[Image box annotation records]

-- START --

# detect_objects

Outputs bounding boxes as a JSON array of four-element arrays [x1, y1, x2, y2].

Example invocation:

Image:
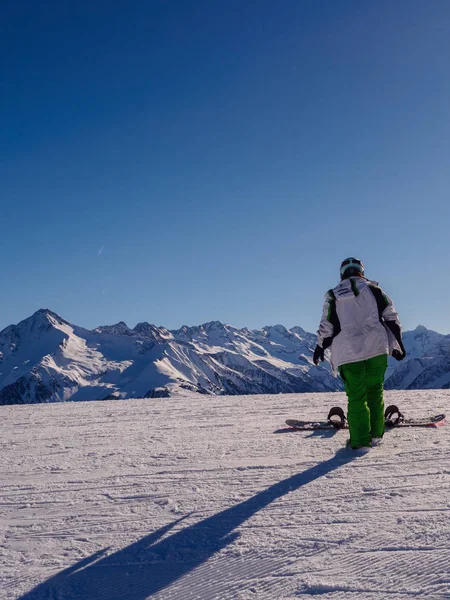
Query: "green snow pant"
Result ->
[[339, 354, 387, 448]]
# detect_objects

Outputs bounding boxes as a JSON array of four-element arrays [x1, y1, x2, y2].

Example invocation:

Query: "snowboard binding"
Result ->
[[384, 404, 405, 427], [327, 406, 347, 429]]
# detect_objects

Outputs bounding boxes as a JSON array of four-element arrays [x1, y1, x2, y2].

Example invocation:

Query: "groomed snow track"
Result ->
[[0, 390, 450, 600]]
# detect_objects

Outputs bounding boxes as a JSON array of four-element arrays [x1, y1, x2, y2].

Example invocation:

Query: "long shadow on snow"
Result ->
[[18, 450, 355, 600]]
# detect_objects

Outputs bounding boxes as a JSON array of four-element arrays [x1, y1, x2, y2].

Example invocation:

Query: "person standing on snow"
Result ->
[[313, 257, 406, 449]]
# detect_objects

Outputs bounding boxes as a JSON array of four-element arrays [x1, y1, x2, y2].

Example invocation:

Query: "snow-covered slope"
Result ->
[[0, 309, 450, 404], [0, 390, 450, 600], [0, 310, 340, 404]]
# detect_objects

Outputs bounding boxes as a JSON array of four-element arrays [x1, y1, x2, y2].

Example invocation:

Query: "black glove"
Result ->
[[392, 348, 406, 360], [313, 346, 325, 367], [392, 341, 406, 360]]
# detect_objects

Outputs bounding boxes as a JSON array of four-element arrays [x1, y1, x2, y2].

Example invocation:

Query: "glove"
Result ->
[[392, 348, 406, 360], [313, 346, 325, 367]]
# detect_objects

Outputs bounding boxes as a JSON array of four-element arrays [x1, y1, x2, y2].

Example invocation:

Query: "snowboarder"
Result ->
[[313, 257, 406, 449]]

-- END --

→ **INSTRUCTIONS TO FOLLOW**: Copy the material above word for word, from the first line to the last, and leave the pictures out.

→ **SOLUTION BELOW**:
# detect_objects

Outputs bounding boxes as a JSON array of four-element arrays [x1, y1, x2, y2].

Example invocation:

Image:
Query: "green snow pant"
Result ->
[[339, 354, 387, 448]]
# detect_objects

Outputs bounding boxes as a JSON array of four-element arrays [x1, y1, x2, y2].

Example invocation:

Query: "snowboard binding"
Result ->
[[384, 404, 405, 427], [327, 406, 347, 429]]
# detect_objects

Outputs bounding boxes as a JSON array of four-element arrays [x1, y1, x2, y2].

Example invocation:

Query: "groomed snow track"
Result ->
[[0, 390, 450, 600]]
# detect_objects

Outputs bounding boxes as a JSON array of four-element arrays [x1, y1, x2, y2].

Example invocation:

Query: "long shadow on snow"
Result ->
[[18, 450, 355, 600]]
# detect_objects

Outputs bounding boxes as a JSON array of four-element arrays [x1, y1, x2, y2].

Example invocation:

Query: "person standing on snow"
Result ->
[[313, 257, 406, 449]]
# detect_objects

Outputs bounding boxes as a JSON array of four-element arrays [x1, y1, x2, y2].

Example invocation:

Query: "snow-covered slope"
Result ->
[[0, 309, 450, 404], [0, 390, 450, 600], [0, 310, 340, 404]]
# detect_objects

Outputs bounding boxes as a JSON array of four-element arrays [x1, y1, x2, y2].

Example invocation:

Query: "black glove"
Result ->
[[392, 348, 406, 360], [313, 346, 325, 367], [392, 341, 406, 360]]
# detect_objects

Outputs bounding boxes as a JSON array of four-element arrays [x1, y1, x2, y2].

Example invocation:

Query: "glove"
Result ->
[[392, 348, 406, 360], [313, 346, 325, 367]]
# detect_objects

Outputs bounding boxes as a JSON array of four-element arrays [x1, y1, x2, y2].

Example invocation:

Query: "snowboarder"
Result ->
[[313, 257, 406, 449]]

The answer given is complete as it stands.